### Objective A
Reproduce the records exactly, starting at the line with "Pick out the house. One pin per instance." and ending at the line with "Pick out the brick", both lines included.

[start of Text block]

In March 2019, Buzzfeed News published the first of a series of articles tying international conservation giant WWF to violent and severe human rights abuses allegedly committed by park rangers working in Central Africa and South Asia. Based largely on field investigations by the advocacy groups Survival International and the Rainforest Foundation UK (RFUK), the reports sent shock waves through the conservation industry, depicting out-of-control eco-guards enforcing the boundaries of protected wildlife reserves through the torture, rape and murder of people living in nearby communities.

In response to the broad outcry that followed, WWF commissioned an independent investigation by a panel of human rights experts that included a former UN high commissioner for human rights as well as luminaries in the fields of conservation and protected area management. On Nov. 24, after more than a year of interviews and review of internal WWF documents, the panel released a 160-page final report.

The report found that staff members working in WWF country offices, particularly those in Central Africa, knew for years that there were allegations of violence and misconduct by park rangers who were receiving support from WWF that included salary bonuses. After human rights organizations began to publicize the allegations, WWF International hired consultants to investigate their veracity, but in some cases their reports were either kept from the public or their language was softened before being presented to senior figures in the organization.

“In some cases, however, it is clear that to avoid fueling criticism WWF decided not to publish commissioned reports, to downplay information received, or to overstate the effectiveness of its proposed responses,” the panel wrote.

It also found that WWF often chose to prioritize relationships with local government agencies in charge of protected area management over the safety of nearby Indigenous communities.

While the panel emphasized that it found no evidence that WWF had specifically directed rangers to violate the human rights of local hunters and villagers, it found that WWF country managers failed to follow up on credible allegations of “multiple human rights abuses” in order to avoid offending host government agencies directly in charge of ranger operations.

“WWF’s implementation of its social policies and human rights commitments has been inconsistent in the countries of concern to this report, and especially weak in the Congo Basin countries,” the panel wrote.

To accompany the report, WWF published an unsigned management response, pointing to steps the organization has taken since the Buzzfeed series, including a call for proposals to set up grievance processes in the Democratic Republic of Congo (DRC), plans to hire an ombudsperson, and the establishment of a new “international safeguards” office.

[end of Text block]
[start of Data shown]

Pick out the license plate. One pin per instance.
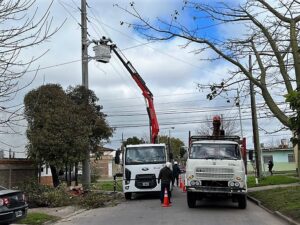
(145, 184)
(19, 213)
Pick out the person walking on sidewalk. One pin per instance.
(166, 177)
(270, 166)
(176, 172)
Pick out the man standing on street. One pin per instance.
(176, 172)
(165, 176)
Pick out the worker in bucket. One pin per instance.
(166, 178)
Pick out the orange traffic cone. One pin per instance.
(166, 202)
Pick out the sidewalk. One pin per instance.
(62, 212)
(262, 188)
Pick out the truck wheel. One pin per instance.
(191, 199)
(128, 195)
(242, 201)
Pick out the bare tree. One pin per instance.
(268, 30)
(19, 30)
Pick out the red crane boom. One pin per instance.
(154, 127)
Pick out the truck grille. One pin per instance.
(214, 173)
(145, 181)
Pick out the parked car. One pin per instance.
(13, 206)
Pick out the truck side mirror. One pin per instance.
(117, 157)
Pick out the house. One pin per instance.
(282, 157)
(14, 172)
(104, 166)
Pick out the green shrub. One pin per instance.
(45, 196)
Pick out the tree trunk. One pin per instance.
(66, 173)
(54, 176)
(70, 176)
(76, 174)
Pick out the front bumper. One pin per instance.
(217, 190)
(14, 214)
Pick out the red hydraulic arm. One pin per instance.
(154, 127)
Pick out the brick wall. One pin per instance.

[end of Data shown]
[start of Data shown]

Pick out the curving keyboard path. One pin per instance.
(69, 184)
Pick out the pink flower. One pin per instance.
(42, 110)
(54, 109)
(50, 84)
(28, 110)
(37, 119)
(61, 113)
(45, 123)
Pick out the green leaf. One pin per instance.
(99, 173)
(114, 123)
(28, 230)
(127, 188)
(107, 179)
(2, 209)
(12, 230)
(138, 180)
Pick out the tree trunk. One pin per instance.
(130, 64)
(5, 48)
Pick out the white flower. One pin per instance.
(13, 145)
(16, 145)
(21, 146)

[end of Data shown]
[start of Data shown]

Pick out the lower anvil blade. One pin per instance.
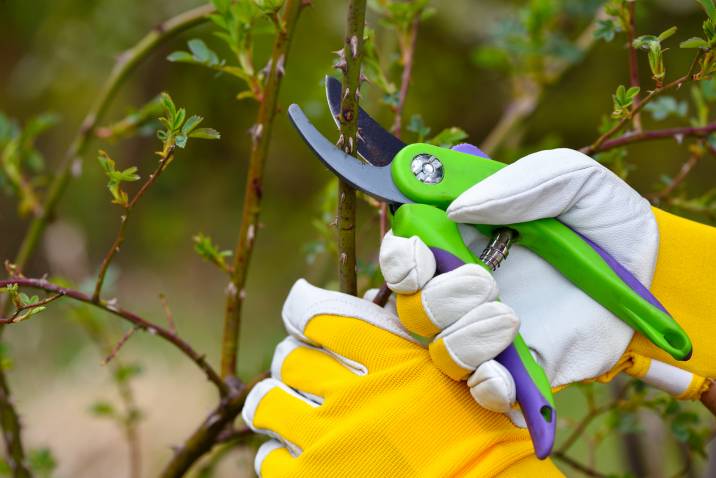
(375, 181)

[end of Data shown]

### Objective B
Translate this sentence from the article about WWF and park ranger abuses into Spanish: "It also found that WWF often chose to prioritize relationships with local government agencies in charge of protected area management over the safety of nearby Indigenous communities."

### Response A
Pick out the house. One pin per instance.
(282, 157)
(14, 172)
(104, 166)
Pick out the green shrub. One pin per instance.
(45, 196)
Pick out the tree trunk. One pin per instance.
(66, 173)
(54, 176)
(70, 176)
(76, 174)
Pick out the front bumper. One pin per instance.
(217, 190)
(14, 214)
Pick out the red hydraulic arm. One pin per instance.
(154, 127)
Pick out the brick wall. One pin per instance.

### Response B
También determinó que WWF a menudo optó por dar prioridad a las relaciones con los organismos gubernamentales locales encargados de la gestión de las áreas protegidas por encima de la seguridad de las comunidades indígenas cercanas.